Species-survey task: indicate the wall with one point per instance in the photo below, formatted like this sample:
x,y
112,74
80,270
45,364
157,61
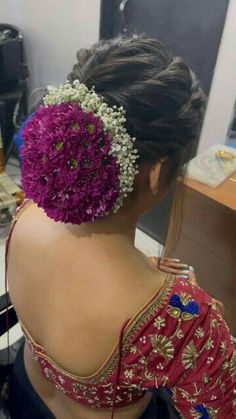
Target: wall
.....
* EXERCISE DETAILS
Rewrite the records with "wall" changed to "fence" everywhere and everything else kept the same. Leave the pictures out.

* FINAL RESULT
Species-survey task: indicate the fence with one point per instance in the photo below, formatted like this sample:
x,y
112,74
80,270
45,364
157,61
Target: fence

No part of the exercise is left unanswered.